Copy the data below, replacing each "sunglasses" with "goggles" and leaving everything else unchanged.

**Provided records:**
****

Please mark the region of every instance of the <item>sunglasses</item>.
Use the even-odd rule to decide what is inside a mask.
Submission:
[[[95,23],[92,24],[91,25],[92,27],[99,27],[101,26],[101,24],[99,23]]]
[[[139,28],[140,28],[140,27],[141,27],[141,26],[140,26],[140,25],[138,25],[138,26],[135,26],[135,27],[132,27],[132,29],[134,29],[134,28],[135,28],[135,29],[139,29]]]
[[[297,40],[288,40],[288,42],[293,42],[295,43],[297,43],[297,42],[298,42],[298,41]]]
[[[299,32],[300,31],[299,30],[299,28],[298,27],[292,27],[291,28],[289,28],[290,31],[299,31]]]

****

**Solved problem:**
Please mark the region of every instance of the <item>goggles</item>.
Use the even-odd rule to decide what is inside a mask.
Submission:
[[[95,23],[92,24],[91,25],[92,27],[99,27],[101,26],[101,24],[99,23]]]
[[[139,28],[140,28],[140,27],[141,27],[141,26],[140,26],[140,25],[138,25],[138,26],[135,26],[135,27],[132,27],[132,29],[134,29],[134,28],[135,28],[135,29],[139,29]]]
[[[297,40],[288,40],[288,42],[293,42],[295,43],[297,43],[297,42],[298,42],[298,41]]]
[[[299,32],[300,31],[299,30],[299,28],[298,27],[292,27],[291,28],[289,28],[290,31],[299,31]]]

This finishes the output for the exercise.